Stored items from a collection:
------------------------------------
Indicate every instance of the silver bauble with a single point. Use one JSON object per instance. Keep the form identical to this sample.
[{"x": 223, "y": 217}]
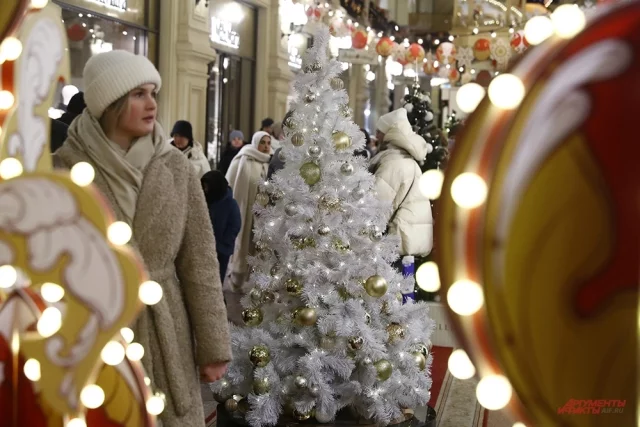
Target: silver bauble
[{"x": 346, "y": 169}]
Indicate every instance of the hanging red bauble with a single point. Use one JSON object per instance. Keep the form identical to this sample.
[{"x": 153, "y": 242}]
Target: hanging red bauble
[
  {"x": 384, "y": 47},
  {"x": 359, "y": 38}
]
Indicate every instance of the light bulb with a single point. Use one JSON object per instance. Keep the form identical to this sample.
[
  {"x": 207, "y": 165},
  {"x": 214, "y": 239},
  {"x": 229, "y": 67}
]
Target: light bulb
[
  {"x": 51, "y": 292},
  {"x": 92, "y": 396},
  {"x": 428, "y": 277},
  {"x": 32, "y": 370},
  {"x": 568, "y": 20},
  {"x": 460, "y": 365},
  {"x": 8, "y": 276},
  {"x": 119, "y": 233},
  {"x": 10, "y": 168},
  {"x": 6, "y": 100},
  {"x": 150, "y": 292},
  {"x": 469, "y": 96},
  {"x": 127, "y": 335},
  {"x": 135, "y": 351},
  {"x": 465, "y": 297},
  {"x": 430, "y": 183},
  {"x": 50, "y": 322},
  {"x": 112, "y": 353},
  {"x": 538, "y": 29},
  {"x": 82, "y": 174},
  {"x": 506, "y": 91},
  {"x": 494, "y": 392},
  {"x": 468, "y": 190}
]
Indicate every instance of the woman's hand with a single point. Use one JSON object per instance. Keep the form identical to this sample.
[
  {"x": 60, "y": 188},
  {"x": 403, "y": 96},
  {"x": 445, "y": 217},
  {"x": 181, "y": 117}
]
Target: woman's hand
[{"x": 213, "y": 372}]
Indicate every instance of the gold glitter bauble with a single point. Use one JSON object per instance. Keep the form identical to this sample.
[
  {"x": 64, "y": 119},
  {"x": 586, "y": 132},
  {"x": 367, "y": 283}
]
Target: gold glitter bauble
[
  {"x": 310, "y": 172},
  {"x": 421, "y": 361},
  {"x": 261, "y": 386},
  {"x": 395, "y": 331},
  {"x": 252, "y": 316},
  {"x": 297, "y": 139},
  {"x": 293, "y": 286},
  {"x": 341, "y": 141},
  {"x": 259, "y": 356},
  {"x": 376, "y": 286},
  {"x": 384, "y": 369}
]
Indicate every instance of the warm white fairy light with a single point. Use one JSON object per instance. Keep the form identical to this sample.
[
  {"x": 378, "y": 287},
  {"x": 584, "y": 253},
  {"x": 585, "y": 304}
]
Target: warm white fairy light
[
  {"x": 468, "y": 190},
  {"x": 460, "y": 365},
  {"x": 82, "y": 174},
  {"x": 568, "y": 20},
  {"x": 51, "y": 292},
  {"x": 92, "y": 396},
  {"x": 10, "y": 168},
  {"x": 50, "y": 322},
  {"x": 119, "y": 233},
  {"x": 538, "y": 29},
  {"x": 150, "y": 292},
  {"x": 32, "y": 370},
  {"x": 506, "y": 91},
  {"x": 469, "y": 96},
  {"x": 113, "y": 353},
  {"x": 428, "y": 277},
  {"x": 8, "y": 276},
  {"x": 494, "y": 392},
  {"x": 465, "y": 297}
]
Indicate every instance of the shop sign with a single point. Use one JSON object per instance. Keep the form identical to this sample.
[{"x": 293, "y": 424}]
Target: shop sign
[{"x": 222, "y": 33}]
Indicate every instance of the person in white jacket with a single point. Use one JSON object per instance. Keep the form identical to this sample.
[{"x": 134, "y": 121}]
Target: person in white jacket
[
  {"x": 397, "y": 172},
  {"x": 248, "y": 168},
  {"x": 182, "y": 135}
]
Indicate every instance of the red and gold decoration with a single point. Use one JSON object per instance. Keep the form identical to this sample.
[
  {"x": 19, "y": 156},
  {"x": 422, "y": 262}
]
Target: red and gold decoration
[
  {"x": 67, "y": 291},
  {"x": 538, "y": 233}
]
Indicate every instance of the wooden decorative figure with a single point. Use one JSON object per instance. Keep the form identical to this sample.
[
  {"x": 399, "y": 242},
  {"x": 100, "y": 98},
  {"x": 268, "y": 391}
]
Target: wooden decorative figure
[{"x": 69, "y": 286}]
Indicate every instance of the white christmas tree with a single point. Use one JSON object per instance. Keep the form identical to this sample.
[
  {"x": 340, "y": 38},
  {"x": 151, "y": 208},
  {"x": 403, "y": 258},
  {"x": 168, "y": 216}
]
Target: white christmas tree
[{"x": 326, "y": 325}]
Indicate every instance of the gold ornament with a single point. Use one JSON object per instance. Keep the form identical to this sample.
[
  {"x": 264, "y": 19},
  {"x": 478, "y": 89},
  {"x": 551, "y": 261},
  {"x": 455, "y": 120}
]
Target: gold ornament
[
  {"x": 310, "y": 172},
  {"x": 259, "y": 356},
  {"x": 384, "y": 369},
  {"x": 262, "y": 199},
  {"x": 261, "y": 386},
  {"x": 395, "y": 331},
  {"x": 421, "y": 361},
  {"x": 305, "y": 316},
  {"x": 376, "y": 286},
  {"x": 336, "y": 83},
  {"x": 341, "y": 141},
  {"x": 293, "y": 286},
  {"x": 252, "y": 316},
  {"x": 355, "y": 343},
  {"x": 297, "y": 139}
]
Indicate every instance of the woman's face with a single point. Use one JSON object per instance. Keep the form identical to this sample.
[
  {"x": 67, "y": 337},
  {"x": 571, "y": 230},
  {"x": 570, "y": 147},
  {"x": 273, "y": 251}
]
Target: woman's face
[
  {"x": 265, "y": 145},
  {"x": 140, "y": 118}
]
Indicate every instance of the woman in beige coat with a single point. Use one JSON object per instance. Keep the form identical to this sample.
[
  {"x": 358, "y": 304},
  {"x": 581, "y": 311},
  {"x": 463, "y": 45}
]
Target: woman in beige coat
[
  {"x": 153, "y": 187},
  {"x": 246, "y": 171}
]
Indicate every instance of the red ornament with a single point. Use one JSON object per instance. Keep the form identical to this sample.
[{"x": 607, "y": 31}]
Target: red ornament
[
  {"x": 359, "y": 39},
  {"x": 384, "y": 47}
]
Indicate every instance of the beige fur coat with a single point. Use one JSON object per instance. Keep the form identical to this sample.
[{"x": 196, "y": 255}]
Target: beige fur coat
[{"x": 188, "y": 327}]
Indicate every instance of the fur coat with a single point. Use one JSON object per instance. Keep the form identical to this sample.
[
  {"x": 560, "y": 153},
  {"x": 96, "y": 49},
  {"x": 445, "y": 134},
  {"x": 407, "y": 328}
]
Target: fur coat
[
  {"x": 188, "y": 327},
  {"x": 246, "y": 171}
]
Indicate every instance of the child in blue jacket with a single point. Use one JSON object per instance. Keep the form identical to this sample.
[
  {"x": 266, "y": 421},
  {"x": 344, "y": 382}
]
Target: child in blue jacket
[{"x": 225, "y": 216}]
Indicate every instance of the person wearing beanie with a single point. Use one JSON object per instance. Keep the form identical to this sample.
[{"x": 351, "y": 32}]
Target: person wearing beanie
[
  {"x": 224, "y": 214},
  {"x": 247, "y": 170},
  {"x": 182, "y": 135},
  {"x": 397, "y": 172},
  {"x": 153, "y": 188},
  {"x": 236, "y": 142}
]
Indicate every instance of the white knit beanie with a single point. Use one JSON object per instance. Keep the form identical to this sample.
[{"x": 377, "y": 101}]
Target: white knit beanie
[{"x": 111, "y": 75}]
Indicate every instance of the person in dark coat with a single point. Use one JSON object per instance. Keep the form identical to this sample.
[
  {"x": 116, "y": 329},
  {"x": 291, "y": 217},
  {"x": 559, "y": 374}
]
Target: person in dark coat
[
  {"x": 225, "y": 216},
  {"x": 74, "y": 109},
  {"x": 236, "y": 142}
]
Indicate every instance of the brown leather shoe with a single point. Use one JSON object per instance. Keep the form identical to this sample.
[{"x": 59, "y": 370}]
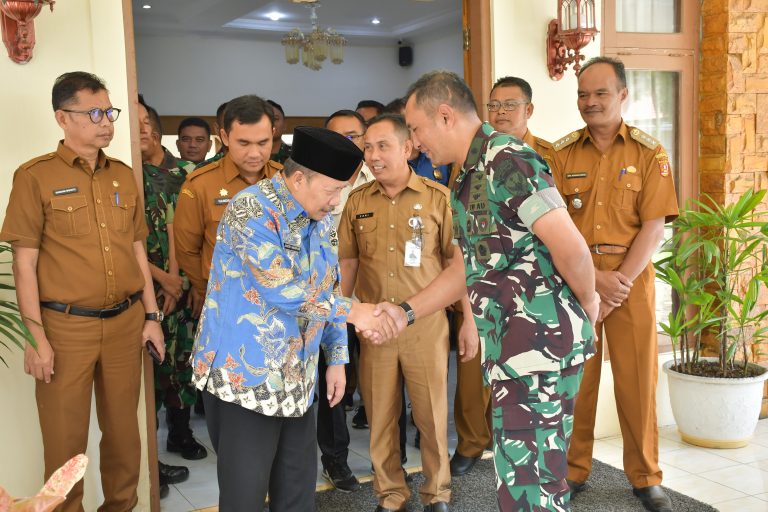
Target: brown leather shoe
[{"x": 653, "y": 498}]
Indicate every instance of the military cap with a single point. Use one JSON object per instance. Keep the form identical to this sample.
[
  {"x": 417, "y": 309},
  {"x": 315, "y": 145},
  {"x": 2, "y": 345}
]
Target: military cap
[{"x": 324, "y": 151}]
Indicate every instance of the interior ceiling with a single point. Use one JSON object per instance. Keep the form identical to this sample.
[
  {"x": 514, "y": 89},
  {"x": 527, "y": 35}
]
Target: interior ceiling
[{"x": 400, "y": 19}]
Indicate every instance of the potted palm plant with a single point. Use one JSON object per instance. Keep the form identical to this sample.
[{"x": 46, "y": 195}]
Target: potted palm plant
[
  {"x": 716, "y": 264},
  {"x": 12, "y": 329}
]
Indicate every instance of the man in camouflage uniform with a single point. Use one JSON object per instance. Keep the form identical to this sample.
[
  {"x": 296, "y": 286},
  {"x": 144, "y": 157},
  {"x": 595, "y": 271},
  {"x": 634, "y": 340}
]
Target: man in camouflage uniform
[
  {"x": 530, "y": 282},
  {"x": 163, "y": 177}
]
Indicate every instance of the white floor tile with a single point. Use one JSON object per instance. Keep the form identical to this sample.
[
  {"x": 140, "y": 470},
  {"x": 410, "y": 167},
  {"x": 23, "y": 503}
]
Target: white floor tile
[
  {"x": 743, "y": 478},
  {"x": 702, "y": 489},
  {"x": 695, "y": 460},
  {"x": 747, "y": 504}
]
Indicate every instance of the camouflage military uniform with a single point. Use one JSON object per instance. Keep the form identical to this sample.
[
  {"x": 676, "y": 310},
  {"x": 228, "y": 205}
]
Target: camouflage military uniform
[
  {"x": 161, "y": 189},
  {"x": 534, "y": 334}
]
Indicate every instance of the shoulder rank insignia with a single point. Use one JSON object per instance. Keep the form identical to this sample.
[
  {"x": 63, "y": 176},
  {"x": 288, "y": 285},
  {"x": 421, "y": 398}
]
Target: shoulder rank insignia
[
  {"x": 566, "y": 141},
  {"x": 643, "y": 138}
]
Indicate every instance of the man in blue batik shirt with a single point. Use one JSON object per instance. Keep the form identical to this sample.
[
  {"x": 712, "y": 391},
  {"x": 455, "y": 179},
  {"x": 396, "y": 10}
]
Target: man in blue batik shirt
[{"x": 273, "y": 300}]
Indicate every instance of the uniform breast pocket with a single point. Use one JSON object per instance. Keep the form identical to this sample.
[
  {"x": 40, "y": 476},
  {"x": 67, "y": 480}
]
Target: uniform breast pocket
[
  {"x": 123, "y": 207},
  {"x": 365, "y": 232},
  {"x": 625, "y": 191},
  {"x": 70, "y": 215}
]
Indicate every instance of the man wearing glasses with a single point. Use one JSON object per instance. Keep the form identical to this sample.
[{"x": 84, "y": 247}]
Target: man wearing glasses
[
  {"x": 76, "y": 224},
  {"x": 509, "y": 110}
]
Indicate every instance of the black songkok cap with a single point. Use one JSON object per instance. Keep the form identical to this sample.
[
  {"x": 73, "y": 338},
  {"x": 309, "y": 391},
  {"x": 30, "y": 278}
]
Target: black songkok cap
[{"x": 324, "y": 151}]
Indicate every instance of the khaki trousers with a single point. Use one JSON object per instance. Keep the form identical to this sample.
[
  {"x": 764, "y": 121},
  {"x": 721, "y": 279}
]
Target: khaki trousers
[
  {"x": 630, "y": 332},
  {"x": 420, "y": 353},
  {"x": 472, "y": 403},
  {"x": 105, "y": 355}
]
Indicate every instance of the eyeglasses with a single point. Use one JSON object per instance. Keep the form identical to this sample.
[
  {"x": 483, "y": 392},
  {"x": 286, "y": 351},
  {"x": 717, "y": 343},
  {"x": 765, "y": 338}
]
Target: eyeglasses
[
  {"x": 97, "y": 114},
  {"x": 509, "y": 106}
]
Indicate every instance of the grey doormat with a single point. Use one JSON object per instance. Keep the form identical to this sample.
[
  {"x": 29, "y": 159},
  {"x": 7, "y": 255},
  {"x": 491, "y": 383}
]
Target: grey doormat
------------------------------------
### Set task
Only the lines from the one that contains "Indicate every instance of the khaki" to the end of the data should be output, exactly as they appear.

### Correct result
Indicate every instance of the khaki trousers with a single point. Use one JSON object per instance. Keep the form identical to this sample.
[
  {"x": 764, "y": 121},
  {"x": 721, "y": 279}
]
Target: khaki trousers
[
  {"x": 630, "y": 332},
  {"x": 420, "y": 353},
  {"x": 472, "y": 403},
  {"x": 105, "y": 355}
]
Indicate every instance of the eyeglasses with a single point. Use one JSON object per instance. Keep the form identical to this sample.
[
  {"x": 483, "y": 392},
  {"x": 286, "y": 351},
  {"x": 717, "y": 343},
  {"x": 765, "y": 338}
]
Target: eyeglasses
[
  {"x": 97, "y": 114},
  {"x": 509, "y": 106}
]
Indicate every instance of the grey doormat with a single point. Use one JSON object per instance. Keep the form identical to this sample.
[
  {"x": 29, "y": 159},
  {"x": 7, "y": 255},
  {"x": 491, "y": 383}
]
Target: grey doormat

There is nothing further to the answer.